What is required: The records that follow must be repeated exactly as they stand.

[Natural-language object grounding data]
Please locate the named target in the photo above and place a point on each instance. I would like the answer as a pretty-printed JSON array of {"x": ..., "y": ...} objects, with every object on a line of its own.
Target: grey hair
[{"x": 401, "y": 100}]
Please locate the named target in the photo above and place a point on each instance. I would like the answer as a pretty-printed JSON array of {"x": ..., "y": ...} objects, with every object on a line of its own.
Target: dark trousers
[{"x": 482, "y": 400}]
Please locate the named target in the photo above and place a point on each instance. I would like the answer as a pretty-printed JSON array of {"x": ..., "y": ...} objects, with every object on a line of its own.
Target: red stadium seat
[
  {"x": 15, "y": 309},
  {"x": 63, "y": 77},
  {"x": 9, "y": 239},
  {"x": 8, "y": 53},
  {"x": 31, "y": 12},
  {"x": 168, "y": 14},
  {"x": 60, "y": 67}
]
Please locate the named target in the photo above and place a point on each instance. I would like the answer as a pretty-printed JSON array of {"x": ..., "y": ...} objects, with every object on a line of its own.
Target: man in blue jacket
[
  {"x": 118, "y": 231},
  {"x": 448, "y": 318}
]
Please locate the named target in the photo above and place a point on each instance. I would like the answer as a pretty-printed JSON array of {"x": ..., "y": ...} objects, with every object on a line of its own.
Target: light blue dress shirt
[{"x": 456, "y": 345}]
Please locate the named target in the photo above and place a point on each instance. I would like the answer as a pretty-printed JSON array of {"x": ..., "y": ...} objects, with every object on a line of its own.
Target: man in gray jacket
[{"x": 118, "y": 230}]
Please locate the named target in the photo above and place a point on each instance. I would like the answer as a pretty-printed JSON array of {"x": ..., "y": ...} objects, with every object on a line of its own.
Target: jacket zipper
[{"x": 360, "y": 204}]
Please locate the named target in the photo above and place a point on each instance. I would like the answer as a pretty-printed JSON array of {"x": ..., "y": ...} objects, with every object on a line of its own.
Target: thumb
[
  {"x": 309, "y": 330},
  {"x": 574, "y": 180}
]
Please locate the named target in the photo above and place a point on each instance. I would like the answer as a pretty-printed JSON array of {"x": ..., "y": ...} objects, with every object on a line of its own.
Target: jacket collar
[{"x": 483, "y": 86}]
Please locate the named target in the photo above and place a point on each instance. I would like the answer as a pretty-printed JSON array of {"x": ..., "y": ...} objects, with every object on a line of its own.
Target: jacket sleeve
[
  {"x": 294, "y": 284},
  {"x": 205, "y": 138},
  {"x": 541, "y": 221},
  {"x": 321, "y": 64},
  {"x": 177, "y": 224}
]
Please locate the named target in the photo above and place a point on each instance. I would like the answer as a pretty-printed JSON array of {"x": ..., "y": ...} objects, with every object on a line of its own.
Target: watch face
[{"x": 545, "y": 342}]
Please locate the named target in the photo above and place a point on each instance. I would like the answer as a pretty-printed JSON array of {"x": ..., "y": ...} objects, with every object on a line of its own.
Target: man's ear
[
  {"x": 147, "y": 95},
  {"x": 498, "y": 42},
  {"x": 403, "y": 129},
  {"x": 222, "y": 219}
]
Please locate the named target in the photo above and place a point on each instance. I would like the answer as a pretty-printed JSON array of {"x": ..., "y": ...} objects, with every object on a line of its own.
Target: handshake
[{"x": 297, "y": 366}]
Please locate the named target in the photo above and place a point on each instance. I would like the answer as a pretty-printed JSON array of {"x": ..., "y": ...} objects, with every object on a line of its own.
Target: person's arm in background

Solution to the exercise:
Please locate the named target in the photo above and place a point on each instance. I would like the answer as a pretty-printed JSON array of {"x": ..., "y": ...} objects, with every object on a line of its own.
Target: grey hair
[{"x": 401, "y": 100}]
Please locate the named target in the photo above and place a point on each instance. I would like the answer as a pretty-printed JSON array of {"x": ..., "y": ...} objects, with every object on a line of its own.
Target: dark trousers
[{"x": 482, "y": 400}]
Please locate the named target in the photo above and place a point on each instance. I would like the answer as a pretty-printed JSON array of {"x": ..., "y": ...} objects, with every object on a line of its own.
Target: red stadium seat
[
  {"x": 15, "y": 309},
  {"x": 63, "y": 77},
  {"x": 9, "y": 239},
  {"x": 8, "y": 53},
  {"x": 31, "y": 12},
  {"x": 168, "y": 14},
  {"x": 60, "y": 67}
]
Please locate the named target in the photo above and place a point on each instance. I would like the answer as a pretty-printed JSON array of {"x": ..., "y": ...} objects, with every object on a line of its own.
Target: man in blue jacket
[
  {"x": 118, "y": 231},
  {"x": 448, "y": 318}
]
Please locate the named target in the photo above and place a point on each instance. I would like the answer as a pretty-printed JSON array of {"x": ..., "y": ...} objects, with every object on a line of its own.
Target: light blue dress shirt
[{"x": 456, "y": 345}]
Please locate the named target in the photo above and place a point on each instance. I would like the answer as a pretty-printed JSON array of {"x": ..., "y": ...} objects, with every object on a line of its own.
Target: man in gray jacket
[{"x": 118, "y": 230}]
Please locate the named target in the photo above and place a point on each instance. I would like the answer as a pretty-printed JSON array of {"x": ..., "y": ...} objects, with every object on a line of its own.
Target: jacket zipper
[{"x": 360, "y": 204}]
Please locate the named target in the photo above and place a point on each instance. I would like the answer as a pretty-printed JSON array of {"x": ..., "y": ...} objects, with every object on a line of its own.
Target: thumb
[
  {"x": 309, "y": 330},
  {"x": 574, "y": 180}
]
Please locate the named target in the photo above and place a point on each instance. I would like the answer as a pretty-printed JSON array of {"x": ..., "y": ...} objects, with every object on a line of its own.
Target: jacket collar
[{"x": 483, "y": 86}]
Please locate the named target in the photo above and place a point on each instance. I would like the answer as a pretty-printed JSON array of {"x": ..., "y": ...} objects, with every object on a line of its own.
Target: jacket sleeve
[
  {"x": 294, "y": 284},
  {"x": 205, "y": 138},
  {"x": 541, "y": 221},
  {"x": 321, "y": 64},
  {"x": 177, "y": 224}
]
Please locate the named target in the photo above and place a point on each instance. I would like the answer as a pretty-printed JSON array of {"x": ..., "y": ...} objects, with every object on a line of its own.
Target: watch face
[{"x": 545, "y": 342}]
Please locate the named target in the photo above and place a point on each instance. I would like the answer as a pretty-printed JSON array of {"x": ..., "y": ...} objects, with every object on a line of its own.
Target: man's ear
[
  {"x": 147, "y": 95},
  {"x": 498, "y": 42},
  {"x": 403, "y": 129},
  {"x": 222, "y": 219}
]
Please locate the named target in the photo above and place a point on each instance. I would like the answer as a pretty-printed JSON array of {"x": ..., "y": ...} objects, with every object on a line of its own.
Target: handshake
[{"x": 297, "y": 366}]
Please locate the named target in the photo above and place a point on each instance. I would like the answer as a pretty-printed JSON array of {"x": ..., "y": ...} objects, with every object on a line of its own.
Target: person's arm in background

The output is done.